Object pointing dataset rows
++++++++
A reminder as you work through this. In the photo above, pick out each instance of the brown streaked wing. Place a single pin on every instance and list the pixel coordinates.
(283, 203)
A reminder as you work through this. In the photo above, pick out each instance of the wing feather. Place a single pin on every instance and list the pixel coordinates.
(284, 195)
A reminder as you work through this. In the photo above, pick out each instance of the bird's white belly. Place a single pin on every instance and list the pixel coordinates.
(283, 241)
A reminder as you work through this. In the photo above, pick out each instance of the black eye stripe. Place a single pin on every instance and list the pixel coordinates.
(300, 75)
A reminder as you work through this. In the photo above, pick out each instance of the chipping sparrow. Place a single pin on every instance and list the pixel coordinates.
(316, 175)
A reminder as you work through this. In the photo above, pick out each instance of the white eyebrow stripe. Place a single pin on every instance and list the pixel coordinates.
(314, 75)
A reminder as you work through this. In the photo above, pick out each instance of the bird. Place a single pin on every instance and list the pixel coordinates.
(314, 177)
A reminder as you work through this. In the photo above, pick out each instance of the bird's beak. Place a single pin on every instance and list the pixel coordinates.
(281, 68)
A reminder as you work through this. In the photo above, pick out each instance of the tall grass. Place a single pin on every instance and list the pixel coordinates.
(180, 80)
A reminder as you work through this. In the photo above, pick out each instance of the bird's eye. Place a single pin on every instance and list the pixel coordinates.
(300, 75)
++++++++
§ TASK DETAILS
Output the records verbatim, from the first line to the last.

§ RESULT BELOW
A reminder as you work through this. In the photo above, pick out each instance of the brown streaked wing. Place a single pin on every instance and list the pixel coordinates.
(283, 203)
A reminder as you work through this. In the photo above, pick out each instance of the wing feather. Place a single pin on every instance and list the pixel coordinates.
(284, 195)
A reminder as you work through this. In the photo above, pick out each instance of the bird's white belly. Place a single pin on every instance and list the pixel coordinates.
(283, 241)
A reminder as you work through this. In the photo above, pick out each instance of the black eye stripe. Place a single pin on every instance and list the pixel coordinates.
(300, 75)
A reminder as you work through this. In the photo above, pick out each instance of the chipping sparrow. Place a single pin on every instance and list the pixel coordinates.
(316, 175)
A reminder as you work through this. In the photo above, pick out each instance of the white eyebrow stripe. Place a single pin on every instance and list the pixel coordinates.
(314, 75)
A reminder as you work through this. In the photo above, pick out each instance of the bird. Place a single pin on every instance and list the pixel coordinates.
(314, 177)
A reminder as you work through this. In the photo above, pick out each instance of the bird's beak. Place a single pin on every instance and list the pixel coordinates.
(281, 68)
A reminder as you work through this. In the photo above, pick out each instance of the tall grass. Place a single pin on every instance and list the pixel coordinates.
(180, 80)
A reminder as you work through this. In the photo above, pick out each instance of the bird's eye. Place a single pin on every instance and list the pixel coordinates.
(300, 75)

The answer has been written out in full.